- **EXERCISE GOAL**
Every record must appear in your reply exactly as written.

Top of EXCERPTED RECORDS

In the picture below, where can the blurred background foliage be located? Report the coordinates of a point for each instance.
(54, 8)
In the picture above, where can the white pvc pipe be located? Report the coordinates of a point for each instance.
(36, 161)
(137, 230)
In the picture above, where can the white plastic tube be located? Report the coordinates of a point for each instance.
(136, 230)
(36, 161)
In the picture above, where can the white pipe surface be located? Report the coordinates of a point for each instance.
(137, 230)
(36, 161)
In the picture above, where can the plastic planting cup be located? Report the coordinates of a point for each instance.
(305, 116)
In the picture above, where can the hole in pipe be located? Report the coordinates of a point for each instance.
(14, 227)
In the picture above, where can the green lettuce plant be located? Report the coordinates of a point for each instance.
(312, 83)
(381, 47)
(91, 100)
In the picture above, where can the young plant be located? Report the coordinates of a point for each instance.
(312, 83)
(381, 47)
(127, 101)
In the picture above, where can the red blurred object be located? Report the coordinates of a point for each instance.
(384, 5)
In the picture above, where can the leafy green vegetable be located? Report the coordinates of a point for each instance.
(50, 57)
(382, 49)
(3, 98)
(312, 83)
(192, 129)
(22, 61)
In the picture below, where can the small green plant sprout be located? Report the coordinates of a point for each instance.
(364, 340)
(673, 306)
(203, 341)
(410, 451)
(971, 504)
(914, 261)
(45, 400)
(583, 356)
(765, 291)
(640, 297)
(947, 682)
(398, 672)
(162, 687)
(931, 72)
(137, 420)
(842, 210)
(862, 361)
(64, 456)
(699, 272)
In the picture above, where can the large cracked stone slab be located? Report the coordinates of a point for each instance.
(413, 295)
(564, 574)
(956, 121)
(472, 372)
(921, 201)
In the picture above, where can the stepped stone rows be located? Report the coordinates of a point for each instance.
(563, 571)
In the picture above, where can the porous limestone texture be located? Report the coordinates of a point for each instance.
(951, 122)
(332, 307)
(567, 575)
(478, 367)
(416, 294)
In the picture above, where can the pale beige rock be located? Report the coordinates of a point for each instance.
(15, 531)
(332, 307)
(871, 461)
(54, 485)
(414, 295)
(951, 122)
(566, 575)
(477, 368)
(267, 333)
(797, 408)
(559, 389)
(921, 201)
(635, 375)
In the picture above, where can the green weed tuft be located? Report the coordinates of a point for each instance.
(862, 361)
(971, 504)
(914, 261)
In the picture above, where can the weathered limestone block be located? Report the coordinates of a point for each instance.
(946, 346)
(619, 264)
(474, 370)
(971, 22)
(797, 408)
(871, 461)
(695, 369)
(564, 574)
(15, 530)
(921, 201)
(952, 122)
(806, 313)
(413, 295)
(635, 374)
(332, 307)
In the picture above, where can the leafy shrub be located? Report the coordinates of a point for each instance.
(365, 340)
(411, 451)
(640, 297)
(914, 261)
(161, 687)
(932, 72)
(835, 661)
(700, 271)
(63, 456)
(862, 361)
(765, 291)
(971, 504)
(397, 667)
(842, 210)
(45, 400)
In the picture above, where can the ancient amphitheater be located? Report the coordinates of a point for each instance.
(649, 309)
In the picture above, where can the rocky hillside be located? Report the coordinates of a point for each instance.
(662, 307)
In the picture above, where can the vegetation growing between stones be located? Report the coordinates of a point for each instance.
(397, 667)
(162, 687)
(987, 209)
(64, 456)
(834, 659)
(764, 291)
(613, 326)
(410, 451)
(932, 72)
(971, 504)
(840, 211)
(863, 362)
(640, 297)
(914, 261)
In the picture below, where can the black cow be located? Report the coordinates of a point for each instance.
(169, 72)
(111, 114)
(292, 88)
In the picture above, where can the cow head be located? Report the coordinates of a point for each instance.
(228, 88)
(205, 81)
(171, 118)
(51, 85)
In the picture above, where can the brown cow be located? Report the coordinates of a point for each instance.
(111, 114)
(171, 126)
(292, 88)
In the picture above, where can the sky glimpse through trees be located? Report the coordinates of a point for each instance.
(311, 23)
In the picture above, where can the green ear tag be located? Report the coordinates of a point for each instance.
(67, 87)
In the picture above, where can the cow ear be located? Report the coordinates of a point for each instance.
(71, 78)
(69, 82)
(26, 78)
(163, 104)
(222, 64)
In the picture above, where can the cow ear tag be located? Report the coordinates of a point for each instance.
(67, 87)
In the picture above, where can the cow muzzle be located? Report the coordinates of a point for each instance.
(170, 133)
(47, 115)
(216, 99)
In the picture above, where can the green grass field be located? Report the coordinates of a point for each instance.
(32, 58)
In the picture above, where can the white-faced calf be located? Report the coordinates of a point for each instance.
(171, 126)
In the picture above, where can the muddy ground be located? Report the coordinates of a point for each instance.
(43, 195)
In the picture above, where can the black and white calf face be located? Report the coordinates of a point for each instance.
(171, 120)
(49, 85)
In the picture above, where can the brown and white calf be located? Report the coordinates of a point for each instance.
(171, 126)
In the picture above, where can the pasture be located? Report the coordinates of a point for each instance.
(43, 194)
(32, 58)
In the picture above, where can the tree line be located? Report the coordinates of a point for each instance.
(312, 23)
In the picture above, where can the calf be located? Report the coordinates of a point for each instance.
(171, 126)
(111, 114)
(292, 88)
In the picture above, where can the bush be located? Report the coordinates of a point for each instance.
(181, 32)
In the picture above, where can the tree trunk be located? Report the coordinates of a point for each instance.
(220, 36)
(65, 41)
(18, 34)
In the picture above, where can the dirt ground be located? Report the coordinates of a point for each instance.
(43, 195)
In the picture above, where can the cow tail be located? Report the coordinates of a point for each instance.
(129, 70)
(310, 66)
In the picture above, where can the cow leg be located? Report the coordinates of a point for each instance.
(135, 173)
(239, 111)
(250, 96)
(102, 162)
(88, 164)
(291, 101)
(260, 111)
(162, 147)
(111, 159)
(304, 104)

Bottom of EXCERPTED RECORDS

- **SOLUTION FOR THIS PROBLEM**
In the picture below, where can the blurred background foliage be located? Report the coordinates of a point for each instance.
(54, 8)
In the picture above, where can the white pvc pipe be located? Report the coordinates of a point for each instance.
(36, 161)
(137, 230)
In the picture above, where can the white plastic tube be located? Report the coordinates of a point for each instance.
(136, 230)
(36, 161)
In the picture above, where can the white pipe surface be located? Report the coordinates of a point for each instance.
(137, 230)
(36, 161)
In the picture above, where can the plastic planting cup be located? Report the coordinates of a point for each instance.
(305, 116)
In the picture above, where can the hole in pipe be located? Report the coordinates of a point for each instance.
(14, 227)
In the picture above, where can the green lettuce plant be located? Report the coordinates of a point for each instance.
(312, 83)
(381, 47)
(91, 100)
In the picture above, where can the young plant be located? Report the coordinates of a point for each instance.
(312, 83)
(381, 47)
(127, 101)
In the picture above, where can the red blurred object be located? Report the coordinates of a point for each instance.
(384, 5)
In the picture above, where can the leafy green vegetable be located? Report the coordinates of a point for each instance.
(50, 57)
(382, 49)
(3, 98)
(312, 83)
(192, 129)
(22, 61)
In the picture below, where can the small green plant sprout be located? Report the coordinates of a point for each instance.
(364, 340)
(673, 306)
(203, 341)
(410, 451)
(971, 504)
(914, 261)
(45, 400)
(583, 356)
(765, 291)
(640, 297)
(947, 682)
(398, 672)
(162, 687)
(931, 72)
(137, 420)
(842, 210)
(862, 361)
(64, 456)
(699, 272)
In the picture above, where can the large cracked stone slab be located? Report the coordinates of a point for each instance.
(413, 295)
(564, 574)
(956, 121)
(472, 372)
(921, 201)
In the picture above, where can the stepped stone rows be located? Report the coordinates of a point for each instance.
(563, 571)
In the picture above, where can the porous limestone texture be located? Report the coordinates of a point for each instance.
(951, 122)
(332, 307)
(567, 575)
(478, 367)
(416, 294)
In the picture above, where can the pale beige rock be located? Report the coordinates of a point for each instance.
(15, 531)
(332, 307)
(871, 461)
(54, 485)
(414, 295)
(951, 122)
(566, 575)
(477, 368)
(267, 333)
(797, 408)
(559, 389)
(921, 201)
(635, 375)
In the picture above, where can the green weed tuft be located? Report the coordinates of a point for each instance.
(862, 361)
(971, 504)
(914, 261)
In the picture above, where can the weathered limestone block be located? Report the coordinates of a point for each instance.
(946, 346)
(619, 264)
(474, 370)
(971, 22)
(797, 408)
(871, 461)
(695, 369)
(564, 574)
(15, 530)
(921, 201)
(952, 122)
(806, 313)
(413, 295)
(635, 374)
(332, 307)
In the picture above, where can the leafy shrub be located? Report the coordinates of a point for each instance.
(365, 340)
(411, 451)
(640, 297)
(914, 261)
(161, 687)
(932, 72)
(835, 661)
(700, 271)
(63, 456)
(862, 361)
(765, 291)
(971, 504)
(397, 667)
(842, 210)
(45, 400)
In the picture above, where can the ancient amphitheater be located? Report the coordinates of a point for each instance.
(649, 309)
In the picture above, where can the rocky hillside be located? Report the coordinates of a point for each instance.
(662, 307)
In the picture above, where can the vegetation growing between stones be located? Report the coordinates of a point for each instance.
(397, 667)
(162, 687)
(987, 209)
(64, 456)
(834, 659)
(764, 291)
(613, 326)
(410, 451)
(932, 72)
(971, 504)
(840, 211)
(863, 362)
(640, 297)
(914, 261)
In the picture below, where can the black cow be located? Report the coordinates of a point for each instance.
(169, 72)
(111, 114)
(292, 88)
In the picture above, where can the cow head be located? Report the coordinates of a point for each instance.
(228, 88)
(205, 81)
(171, 118)
(51, 85)
In the picture above, where can the brown cow be located? Report the coordinates of a point for each instance.
(111, 114)
(171, 126)
(292, 88)
In the picture above, where can the sky glimpse through trees be located? Report the coordinates of a point for each instance.
(311, 23)
In the picture above, where can the green ear tag be located? Report the coordinates of a point for each instance.
(67, 87)
In the picture above, where can the cow ear be located? Report the coordinates of a point for each instance.
(71, 78)
(69, 82)
(26, 78)
(163, 104)
(222, 64)
In the picture above, where can the cow ear tag be located? Report the coordinates of a point for each instance.
(67, 87)
In the picture above, where can the cow muzzle be located? Report the coordinates of a point for each instance.
(170, 133)
(47, 115)
(216, 99)
In the picture above, where can the green grass field be located? Report the coordinates of a point for each instance.
(32, 58)
In the picture above, where can the white-faced calf be located? Report the coordinates of a point for each instance.
(171, 126)
In the picture above, where can the muddy ground be located? Report the coordinates of a point for each instance.
(43, 195)
In the picture above, where can the black and white calf face be located? Report the coordinates of a point for each instance.
(171, 120)
(49, 85)
In the picture above, where can the brown and white calf be located? Report the coordinates of a point for each instance.
(171, 126)
In the picture above, where can the pasture be located? Report the coordinates of a point for each instance.
(43, 194)
(32, 58)
In the picture above, where can the tree line be located? Report the coordinates of a point for each instance.
(312, 23)
In the picture above, where can the calf be located? Report the coordinates of a point for each instance.
(171, 126)
(111, 114)
(292, 88)
In the picture above, where can the bush be located? Report the coordinates of a point for each instance.
(181, 32)
In the picture above, where can the tree trunk be located? Report the coordinates of a point for each instance.
(220, 36)
(65, 41)
(18, 34)
In the picture above, where can the dirt ground be located? Report the coordinates of a point for each instance.
(43, 195)
In the picture above, where can the cow tail be located? Report the coordinates of a point for each instance.
(129, 70)
(310, 66)
In the picture above, where can the cow leg be located? Report the coordinates of a point for each instance.
(135, 173)
(239, 111)
(250, 96)
(102, 162)
(88, 164)
(291, 101)
(260, 111)
(162, 147)
(111, 159)
(304, 104)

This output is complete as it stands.